▶ **About this task**: The data is to be reproduced in full and without error.
··· Information shown ···
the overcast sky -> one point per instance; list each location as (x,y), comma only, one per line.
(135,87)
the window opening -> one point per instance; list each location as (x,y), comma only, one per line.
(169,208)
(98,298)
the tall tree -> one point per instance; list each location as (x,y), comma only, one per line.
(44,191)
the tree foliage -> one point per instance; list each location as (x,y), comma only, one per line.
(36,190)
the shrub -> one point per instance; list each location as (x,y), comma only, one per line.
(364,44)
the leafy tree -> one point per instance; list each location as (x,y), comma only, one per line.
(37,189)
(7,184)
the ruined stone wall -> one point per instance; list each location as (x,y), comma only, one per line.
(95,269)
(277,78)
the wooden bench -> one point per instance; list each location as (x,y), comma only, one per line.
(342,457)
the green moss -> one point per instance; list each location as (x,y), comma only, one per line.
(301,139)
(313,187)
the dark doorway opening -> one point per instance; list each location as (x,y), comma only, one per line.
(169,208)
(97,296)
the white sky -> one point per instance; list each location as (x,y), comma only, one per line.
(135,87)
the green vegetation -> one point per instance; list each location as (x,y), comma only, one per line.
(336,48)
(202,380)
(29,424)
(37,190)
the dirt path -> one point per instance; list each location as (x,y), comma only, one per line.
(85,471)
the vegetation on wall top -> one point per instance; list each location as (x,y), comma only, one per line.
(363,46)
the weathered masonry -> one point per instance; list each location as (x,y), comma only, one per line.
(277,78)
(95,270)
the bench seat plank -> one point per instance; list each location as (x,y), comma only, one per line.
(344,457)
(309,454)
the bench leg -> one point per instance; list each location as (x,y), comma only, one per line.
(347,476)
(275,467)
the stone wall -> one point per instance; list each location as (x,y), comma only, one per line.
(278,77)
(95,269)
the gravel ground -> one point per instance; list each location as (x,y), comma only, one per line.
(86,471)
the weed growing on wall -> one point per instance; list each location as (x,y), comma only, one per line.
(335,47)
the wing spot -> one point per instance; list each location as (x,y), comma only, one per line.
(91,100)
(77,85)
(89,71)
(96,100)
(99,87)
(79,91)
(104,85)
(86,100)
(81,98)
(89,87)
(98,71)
···
▶ **Task output**:
the overcast sky -> one point per instance; list each location as (x,y), comma only, one per line.
(135,87)
the window opening -> one point per instance; list each location as (x,y), comma only, one per line.
(169,208)
(98,298)
the tall tree -> one point per instance; list each location as (x,y), comma only, one per line.
(44,191)
the tree foliage -> one point per instance; list each location as (x,y), comma only, one per line.
(36,190)
the shrub -> one point per instance; list each location as (x,y), comma only, one per line.
(364,44)
the leafy tree -> one point per instance; list each location as (x,y), comma only, one per line.
(37,189)
(7,184)
the ruined stone wall -> one point per instance; list each location as (x,y), comma only, one per line.
(95,269)
(277,78)
the wooden bench -> one point per instance; list each location as (x,y), comma only, one per line.
(342,457)
the green moss -> one point per instance; list each location as (x,y), comma only, one per line.
(301,139)
(313,187)
the dark doorway opening -> one point per instance; list each location as (x,y), comma only, one per line.
(169,208)
(97,296)
the white sky -> one point per instance; list each location as (x,y), comma only, one per line.
(135,87)
the green vegetation -> one point per instance; list each location as (x,y), comma only, one per line.
(336,48)
(202,380)
(29,424)
(37,190)
the dirt path -> one point per instance; list each location as (x,y), comma only, one per line.
(85,471)
the vegetation on wall top -> one point per instance; list each location as (x,y), comma only, one per line.
(363,46)
the weathered masonry -> one point per instance; list each location as (x,y), comma only, one per line.
(277,78)
(95,270)
the bench seat plank -> one point per instance; list each location as (x,y), comma only, one per line.
(344,457)
(309,454)
the bench leg -> one point per instance; list each location as (x,y), comma only, one per line.
(347,476)
(275,467)
the stone wall -> one point per instance; list each location as (x,y), comma only, one per line.
(278,77)
(95,269)
the gravel ground -> one point per instance; list each location as (x,y), comma only, one per line.
(86,471)
the weed growing on wall -> one point per instance; list each location as (x,y), comma only, one per line.
(335,47)
the wing spot -> one point per instance; list each location as (x,y), comma only, one per line.
(91,100)
(77,85)
(89,71)
(96,100)
(99,87)
(79,91)
(104,85)
(86,100)
(81,98)
(89,87)
(98,71)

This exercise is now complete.